- EXERCISE INSTRUCTIONS: Nothing belongs in the answer except the lines of the material that include "below".

- GIVEN RECORDS:
=== Section Start ===
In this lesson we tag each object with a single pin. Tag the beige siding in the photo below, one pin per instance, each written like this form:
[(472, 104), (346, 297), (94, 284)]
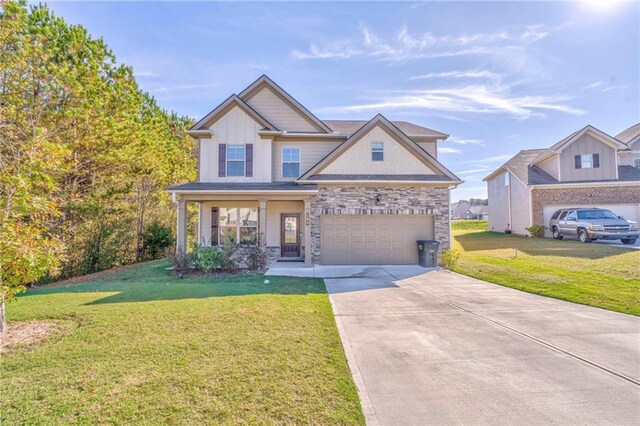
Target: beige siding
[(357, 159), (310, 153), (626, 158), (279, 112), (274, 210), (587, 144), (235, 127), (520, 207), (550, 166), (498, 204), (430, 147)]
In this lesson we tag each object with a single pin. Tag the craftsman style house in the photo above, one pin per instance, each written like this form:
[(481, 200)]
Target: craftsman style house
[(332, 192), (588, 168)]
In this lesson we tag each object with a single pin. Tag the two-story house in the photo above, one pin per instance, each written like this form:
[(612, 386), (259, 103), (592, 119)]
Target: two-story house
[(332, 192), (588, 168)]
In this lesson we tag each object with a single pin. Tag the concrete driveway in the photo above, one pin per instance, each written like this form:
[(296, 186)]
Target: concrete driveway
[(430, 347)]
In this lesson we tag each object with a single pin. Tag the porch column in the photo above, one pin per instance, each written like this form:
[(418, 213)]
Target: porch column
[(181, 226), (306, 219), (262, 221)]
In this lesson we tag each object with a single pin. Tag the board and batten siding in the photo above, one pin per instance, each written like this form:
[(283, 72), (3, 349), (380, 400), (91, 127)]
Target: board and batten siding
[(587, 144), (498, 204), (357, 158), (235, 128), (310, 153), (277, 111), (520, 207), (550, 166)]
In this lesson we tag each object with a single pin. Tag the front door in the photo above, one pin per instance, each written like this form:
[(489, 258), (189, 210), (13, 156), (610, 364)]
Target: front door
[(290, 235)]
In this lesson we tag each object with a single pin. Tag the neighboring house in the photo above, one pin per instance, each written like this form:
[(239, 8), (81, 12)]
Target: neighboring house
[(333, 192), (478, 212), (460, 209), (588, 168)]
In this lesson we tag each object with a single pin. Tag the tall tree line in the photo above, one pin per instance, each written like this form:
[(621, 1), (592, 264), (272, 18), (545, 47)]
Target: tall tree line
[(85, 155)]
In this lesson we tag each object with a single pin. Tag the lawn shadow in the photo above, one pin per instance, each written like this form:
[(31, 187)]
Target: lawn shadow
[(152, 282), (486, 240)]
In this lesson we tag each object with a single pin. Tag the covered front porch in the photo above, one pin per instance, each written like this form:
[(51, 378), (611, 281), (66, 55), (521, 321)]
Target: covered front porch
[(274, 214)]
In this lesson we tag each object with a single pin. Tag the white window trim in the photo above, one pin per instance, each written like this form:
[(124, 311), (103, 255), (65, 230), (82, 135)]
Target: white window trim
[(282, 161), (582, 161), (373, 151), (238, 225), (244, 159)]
=== Section End ===
=== Section Start ===
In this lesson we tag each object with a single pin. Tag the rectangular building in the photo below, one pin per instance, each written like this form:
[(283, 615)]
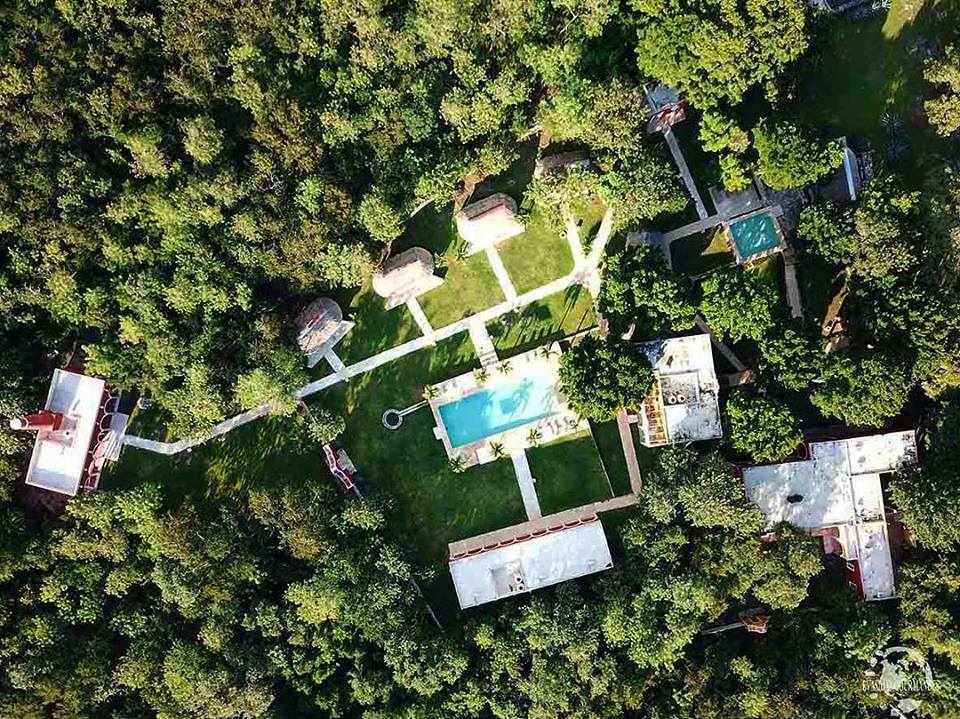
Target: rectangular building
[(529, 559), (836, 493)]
=== Section End ===
- SOLUTION FOR THIS EXERCISE:
In this lesson we tag each object with a single pin. Tag the beige siding in the photo below, one pin per instance, each written like this form:
In this lesson we tag each object with a single pin. Tag the rectangular building in the photo below, one pin per instance, each written like this form:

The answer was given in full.